The lines below must be transcribed exactly as given, with the images removed.

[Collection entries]
=======
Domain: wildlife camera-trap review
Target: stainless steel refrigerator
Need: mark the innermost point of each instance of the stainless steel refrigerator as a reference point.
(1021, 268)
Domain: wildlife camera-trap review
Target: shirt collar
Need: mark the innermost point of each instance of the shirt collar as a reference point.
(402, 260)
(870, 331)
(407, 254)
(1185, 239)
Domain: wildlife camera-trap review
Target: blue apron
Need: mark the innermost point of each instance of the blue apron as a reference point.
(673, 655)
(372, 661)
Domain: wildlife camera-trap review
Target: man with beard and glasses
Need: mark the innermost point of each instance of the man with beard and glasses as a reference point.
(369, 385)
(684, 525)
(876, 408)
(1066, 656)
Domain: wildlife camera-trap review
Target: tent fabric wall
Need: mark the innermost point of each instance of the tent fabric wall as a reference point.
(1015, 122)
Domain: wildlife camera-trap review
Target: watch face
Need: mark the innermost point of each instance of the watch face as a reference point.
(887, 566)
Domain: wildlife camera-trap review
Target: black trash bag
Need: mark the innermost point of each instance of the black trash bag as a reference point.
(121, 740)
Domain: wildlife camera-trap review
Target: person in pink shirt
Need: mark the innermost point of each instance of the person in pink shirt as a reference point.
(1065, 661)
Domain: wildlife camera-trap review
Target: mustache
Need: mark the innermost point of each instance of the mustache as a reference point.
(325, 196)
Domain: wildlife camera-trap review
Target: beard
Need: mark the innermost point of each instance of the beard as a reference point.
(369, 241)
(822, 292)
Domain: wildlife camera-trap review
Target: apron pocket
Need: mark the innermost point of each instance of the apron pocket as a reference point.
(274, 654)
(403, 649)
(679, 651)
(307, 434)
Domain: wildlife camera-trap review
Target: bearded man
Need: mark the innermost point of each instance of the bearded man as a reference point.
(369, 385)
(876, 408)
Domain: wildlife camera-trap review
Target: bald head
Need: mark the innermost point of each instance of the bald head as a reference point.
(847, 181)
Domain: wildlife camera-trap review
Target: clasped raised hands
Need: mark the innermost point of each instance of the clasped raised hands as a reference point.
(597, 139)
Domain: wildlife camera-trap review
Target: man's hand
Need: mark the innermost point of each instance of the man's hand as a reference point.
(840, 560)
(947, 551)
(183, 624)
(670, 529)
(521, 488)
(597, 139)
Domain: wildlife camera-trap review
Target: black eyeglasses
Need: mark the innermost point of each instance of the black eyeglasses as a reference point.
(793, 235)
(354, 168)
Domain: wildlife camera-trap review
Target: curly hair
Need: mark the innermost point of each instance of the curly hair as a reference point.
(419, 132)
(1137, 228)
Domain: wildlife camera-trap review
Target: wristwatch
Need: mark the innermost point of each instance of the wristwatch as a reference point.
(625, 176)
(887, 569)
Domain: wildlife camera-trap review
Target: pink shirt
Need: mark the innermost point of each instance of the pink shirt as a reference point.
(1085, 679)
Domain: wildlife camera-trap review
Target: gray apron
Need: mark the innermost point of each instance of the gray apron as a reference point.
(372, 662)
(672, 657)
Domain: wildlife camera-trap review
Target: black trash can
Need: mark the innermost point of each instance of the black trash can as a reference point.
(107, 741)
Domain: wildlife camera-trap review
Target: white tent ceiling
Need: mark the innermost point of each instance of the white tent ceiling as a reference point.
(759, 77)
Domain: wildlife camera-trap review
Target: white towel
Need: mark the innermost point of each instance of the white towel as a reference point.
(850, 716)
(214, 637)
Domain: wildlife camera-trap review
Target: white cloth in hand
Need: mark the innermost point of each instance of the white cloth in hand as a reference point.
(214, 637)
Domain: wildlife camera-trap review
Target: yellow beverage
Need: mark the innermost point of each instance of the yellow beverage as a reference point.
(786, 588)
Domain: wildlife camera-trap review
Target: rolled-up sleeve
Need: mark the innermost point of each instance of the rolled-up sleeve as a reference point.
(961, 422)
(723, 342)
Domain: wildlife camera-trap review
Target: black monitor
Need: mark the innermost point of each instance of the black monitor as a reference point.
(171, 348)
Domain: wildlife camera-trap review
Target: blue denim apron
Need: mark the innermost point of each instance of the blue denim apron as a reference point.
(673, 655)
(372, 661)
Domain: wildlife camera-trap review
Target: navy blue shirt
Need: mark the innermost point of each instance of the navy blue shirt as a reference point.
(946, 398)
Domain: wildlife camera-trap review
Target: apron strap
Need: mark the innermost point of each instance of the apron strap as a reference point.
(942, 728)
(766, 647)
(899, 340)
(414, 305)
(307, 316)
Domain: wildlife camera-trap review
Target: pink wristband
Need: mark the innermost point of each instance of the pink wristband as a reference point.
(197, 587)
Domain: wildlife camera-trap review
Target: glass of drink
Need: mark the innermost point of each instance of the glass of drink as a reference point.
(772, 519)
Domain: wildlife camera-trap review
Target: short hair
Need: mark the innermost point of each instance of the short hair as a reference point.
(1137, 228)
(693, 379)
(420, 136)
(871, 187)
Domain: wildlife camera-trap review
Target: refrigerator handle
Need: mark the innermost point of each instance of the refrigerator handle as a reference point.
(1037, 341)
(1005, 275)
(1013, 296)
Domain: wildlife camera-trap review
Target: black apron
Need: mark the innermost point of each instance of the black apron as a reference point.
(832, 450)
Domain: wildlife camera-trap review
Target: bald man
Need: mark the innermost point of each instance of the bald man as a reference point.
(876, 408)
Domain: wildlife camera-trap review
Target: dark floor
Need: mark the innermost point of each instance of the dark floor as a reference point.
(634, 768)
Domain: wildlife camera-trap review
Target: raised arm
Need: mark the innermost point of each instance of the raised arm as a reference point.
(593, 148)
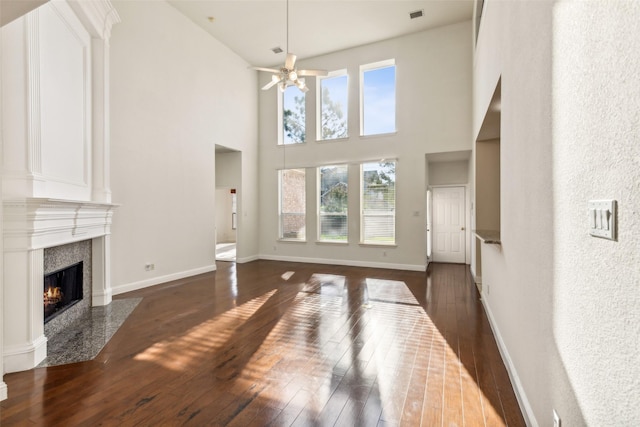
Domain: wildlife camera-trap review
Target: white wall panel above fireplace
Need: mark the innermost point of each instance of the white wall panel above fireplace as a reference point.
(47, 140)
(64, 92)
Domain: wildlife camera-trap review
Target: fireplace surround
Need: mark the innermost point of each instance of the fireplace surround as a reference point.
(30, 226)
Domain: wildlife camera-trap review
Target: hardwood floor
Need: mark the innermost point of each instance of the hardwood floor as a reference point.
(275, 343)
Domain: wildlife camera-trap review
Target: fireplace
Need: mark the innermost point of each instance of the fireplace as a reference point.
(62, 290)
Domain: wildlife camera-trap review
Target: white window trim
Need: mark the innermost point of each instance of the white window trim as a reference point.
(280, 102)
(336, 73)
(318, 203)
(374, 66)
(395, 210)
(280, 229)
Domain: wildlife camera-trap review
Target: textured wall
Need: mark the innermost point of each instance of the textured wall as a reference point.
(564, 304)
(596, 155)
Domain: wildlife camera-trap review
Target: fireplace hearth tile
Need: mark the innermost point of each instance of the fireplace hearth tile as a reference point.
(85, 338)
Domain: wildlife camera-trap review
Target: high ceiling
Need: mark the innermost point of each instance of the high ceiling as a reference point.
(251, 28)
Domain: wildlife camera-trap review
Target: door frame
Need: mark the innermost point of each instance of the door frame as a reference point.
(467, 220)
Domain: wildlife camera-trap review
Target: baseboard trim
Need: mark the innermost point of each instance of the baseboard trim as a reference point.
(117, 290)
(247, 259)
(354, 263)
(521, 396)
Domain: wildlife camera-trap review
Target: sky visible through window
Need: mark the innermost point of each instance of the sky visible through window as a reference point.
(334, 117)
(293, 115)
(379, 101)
=======
Reply →
Domain: wildlife camera-trap review
Target: stainless steel refrigerator
Need: mark the innermost point of each instance of the stainless steel refrigerator as a reference point.
(1021, 268)
Domain: wildlife camera-trap review
Target: shirt collar
Need: mark the innermost point of each instance of the shirt collar as a reference point.
(402, 260)
(870, 331)
(407, 254)
(1185, 239)
Domain: wildlife camera-trap review
Target: blue apron
Need: mark the innermost point of each instance of the blue apron as a reference point.
(673, 655)
(372, 661)
Domain: wildlife camera-trap review
Target: man with beard and glasses
Need: mark the innermost point of each instance of the man with beard and glasses as a reference point.
(369, 385)
(684, 525)
(876, 408)
(1066, 656)
Domain: wildlife camera-trap review
Target: tent fabric wall
Need: mark the innermost point of each instance of the tent fabric wall as a reference point.
(1015, 122)
Domain: wildlife camera-trap review
Target: watch face
Need: mark the innermost point of each instance of the watch face as a reference point.
(887, 566)
Domain: wildlife camera-trap review
Target: black trash bag
Need: mark the innermost point of each instance of the black trash bag as a reference point.
(121, 740)
Domain: wildlife camera-trap review
Target: person in pink shirt
Need: mark the innermost point of each instance of the person in pink shirt as a reference point.
(1065, 661)
Domain: wildlife camera-trap review
Target: mustache
Need: mark the innermost point of each instance of the mustache as a reference point.
(325, 196)
Domain: wildlife camera-trap review
Target: beard
Need: mark the innermost point of each instance of the beard as a reference point.
(369, 241)
(822, 292)
Domain: wildlife camera-trap review
Target: apron pocket
Need: mark the innermost point of each instance of the apron pocket as a reference point.
(274, 654)
(403, 649)
(679, 651)
(307, 434)
Domain: wildlife camera-trap review
Target: bearded man
Need: mark the innermost point of each instance of the bearded man as a reference point.
(369, 385)
(876, 408)
Domain: wildlife camera-trap review
Target: bald head
Need: mark the innermost point of each instance of the bald head as a reference point.
(847, 181)
Domain: wildlife camera-trap review
Target: clasped raised hands
Need: mark the innermost point of each instance of the clasped raised hands as a reference point.
(597, 139)
Domain: wildlife camera-trap review
Target: man's hand
Need: mark the innermost point of each instance of the man's hand as a reference point.
(840, 560)
(947, 551)
(183, 624)
(670, 529)
(521, 488)
(597, 139)
Domain: wildlife camera-trap review
Target: black eyeglasses
Need: mark the innermost point of each instance of the black eyeglasses as a reference point.
(793, 235)
(354, 168)
Domain: wildlife camera-trap review
Target: curly hair
Need: mark the innermost point of each instance of the curly hair as a reference point.
(419, 132)
(1137, 228)
Domain: wildlife camera-trap review
Target: wristwatch
Need: mark the innermost point of each instance of the wristwatch as a reference point.
(625, 176)
(887, 569)
Domain: wildlife camera-trap review
Target: pink shirt
Need: mark the innermost point of each instance of the pink shirt as a reference point.
(1085, 679)
Domain: wildlife camera-trap review
Target: gray apron
Need: mark the innermost point of each instance of the gray apron as a reference point.
(372, 662)
(672, 657)
Domain: wildlife camera-trap review
Target: black trash can
Need: mark the innermost point of each instance of the black trash can as a reference point.
(107, 741)
Domain: wildlife camera-trap review
Target: white tent ceiling
Need: mark the innermost point of each instance of the white tent ceiling as a reference point.
(759, 77)
Domain: wildlife camera-trap review
Target: white towel
Need: mark the innermost point of each instance of the white towel as a reference point.
(850, 716)
(214, 637)
Domain: wildlife camera-trap review
Target: white cloth in hand
Need: mark the innermost point of each instance of the white cloth in hand as a reference point.
(214, 637)
Domain: wildlife camera-trap review
Target: yellow beverage
Need: mark the innermost point of each instance of the yellow beverage as a reference point.
(786, 588)
Domain: wildlife camera-trap review
Target: rolled-up sleeve
Need: mark the innermost point of each instance of the rolled-up sleeve as a reference point.
(961, 422)
(723, 342)
Domain: wildlife camera-trap review
Target: black monitor
Need: mark the innermost point of each instance of the black monitor as a reference point.
(171, 348)
Domain: wildlife camera-trap review
Target: blue denim apron
Need: mark the innermost point of each instance of the blue denim apron as a reference point.
(673, 655)
(372, 661)
Domain: wildlife camera-trap review
Target: navy blue shirt
Need: mark the innermost point of each instance of the navy blue shirt as a reference point.
(946, 398)
Domain: wildlife camera-trap review
Target: apron strap
Need: mark the innermost point of each instance of the apron strap as a reference point.
(942, 728)
(766, 647)
(899, 340)
(414, 305)
(307, 316)
Domain: wildlife camera-trap review
Target: pink wristband
Need: mark the innermost point of each instance of the pink wristband as a reference point.
(197, 587)
Domain: wildlife camera-trap review
Target: glass of drink
Need: mark the innermost point of each instance of the glass of drink as a reference point.
(772, 519)
Domain: wildlife camera-trap review
Target: short hair
Need: mark the innermost point of each instance of the short hair as a reference point.
(1137, 228)
(693, 379)
(420, 136)
(871, 187)
Domain: wildlife camera-trap review
Target: refrigerator handle
Need: mark the innermost point of each instance of the refrigerator handle as a reference point.
(1037, 341)
(1005, 275)
(1013, 296)
Domain: wildlife camera-trap review
Target: black apron
Need: mark the innermost point of each instance of the black apron as a reference point.
(832, 450)
Domain: wildlife camera-trap review
Target: bald man
Need: mark the innermost point of each instance of the bald man as a reference point.
(876, 408)
Domain: wildlife camera-trap review
Target: dark floor
Need: mark the innermost point of each instance of the dark floor as a reference point.
(634, 768)
Domain: wildlife camera-trap review
Target: raised arm
Need: mark the innermost point of each instance of the raised arm as a reference point.
(593, 148)
Domain: wildlife camera-trap review
Target: white wall panel above fireplace
Need: mark the innermost point of each instance of the white wall panel above fireplace as a reference point.
(47, 140)
(64, 92)
Domain: wildlife camera-trap review
Target: fireplace surround
Need: mark the innermost point of each instance of the fireplace surround as a reference point.
(30, 226)
Domain: wildlife camera-trap review
Target: hardwood floor
Need: mark the innermost point of each instance of the hardwood floor as a reference point.
(275, 343)
Domain: wildlife camera-trap review
Target: fireplace
Need: mark the innermost point of each instance of the fireplace as a reference point.
(62, 290)
Domain: wildlife camera-trap review
Target: white window trim
Need: mark the innermost point of each instance of the white window trim as a reference point.
(280, 102)
(336, 73)
(318, 203)
(374, 66)
(395, 210)
(280, 229)
Domain: wildlife camera-trap review
Target: textured wall
Need: mark the innermost point of each instance of the textured wall as a reference point.
(564, 304)
(596, 155)
Domain: wildlife camera-trap review
Target: fireplace hearth tile
Need: mark the innermost point of each instance of the fireplace hearth tile as a reference point.
(85, 338)
Domain: wildlife camera-trap review
Target: high ceiling
Need: mark the innermost point of each instance of the high ceiling as a reference point.
(251, 28)
Domain: wildlife camera-trap review
Target: door frame
Need: mark the innermost point of each instance of the door frame as a reference point.
(467, 220)
Domain: wildlife camera-trap review
Target: baseboard trim
Need: mark the innermost point of each instance of the baseboard trim as a reference point.
(117, 290)
(247, 259)
(354, 263)
(521, 396)
Domain: wildlife camera-trap review
Target: sky visible through window
Need: mark the innermost point of each instance of the sky visible through window as a reference point.
(334, 117)
(293, 115)
(379, 101)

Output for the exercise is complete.